Set exercise:
Return every line of each record below without any change.
[BEGIN Items]
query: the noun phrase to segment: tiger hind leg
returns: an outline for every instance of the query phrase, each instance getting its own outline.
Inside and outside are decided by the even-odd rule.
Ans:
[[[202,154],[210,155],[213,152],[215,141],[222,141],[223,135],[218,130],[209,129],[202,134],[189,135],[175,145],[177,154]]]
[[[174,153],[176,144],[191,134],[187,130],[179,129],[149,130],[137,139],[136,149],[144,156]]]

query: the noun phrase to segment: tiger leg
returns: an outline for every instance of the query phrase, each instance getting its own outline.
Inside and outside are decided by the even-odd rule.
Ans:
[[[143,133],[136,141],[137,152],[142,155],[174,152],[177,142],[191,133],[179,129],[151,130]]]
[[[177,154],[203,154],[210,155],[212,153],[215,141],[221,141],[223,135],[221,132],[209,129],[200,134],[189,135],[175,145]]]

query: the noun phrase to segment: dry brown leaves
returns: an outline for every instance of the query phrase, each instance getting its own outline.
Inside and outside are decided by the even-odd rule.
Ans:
[END Items]
The response:
query: the noun phrase to segment: tiger hind leg
returns: an outline for every instance of the query phrase, each instance getting its own outline.
Inside and outside are decided by the even-odd rule.
Ans:
[[[202,154],[210,155],[213,152],[215,141],[222,141],[223,135],[218,130],[209,129],[202,134],[189,135],[175,145],[177,154]]]
[[[174,153],[176,144],[191,134],[187,130],[179,129],[149,130],[137,139],[136,149],[144,156]]]

query: the noun phrase to segment: tiger leg
returns: an outline for every instance of the query phrase, each instance getting its own outline.
Inside and outside are decided by the even-odd rule.
Ans:
[[[143,133],[136,141],[137,152],[142,155],[174,152],[177,142],[191,133],[179,129],[151,130]]]
[[[177,154],[203,154],[210,155],[212,153],[215,141],[221,141],[223,135],[221,132],[209,129],[200,134],[189,135],[175,145]]]

query: the noun phrase to segment: dry brown leaves
returns: an outline for every instance of the query phrase, each instance getting its own outline.
Inside and outside are decided by the even-odd rule.
Ans:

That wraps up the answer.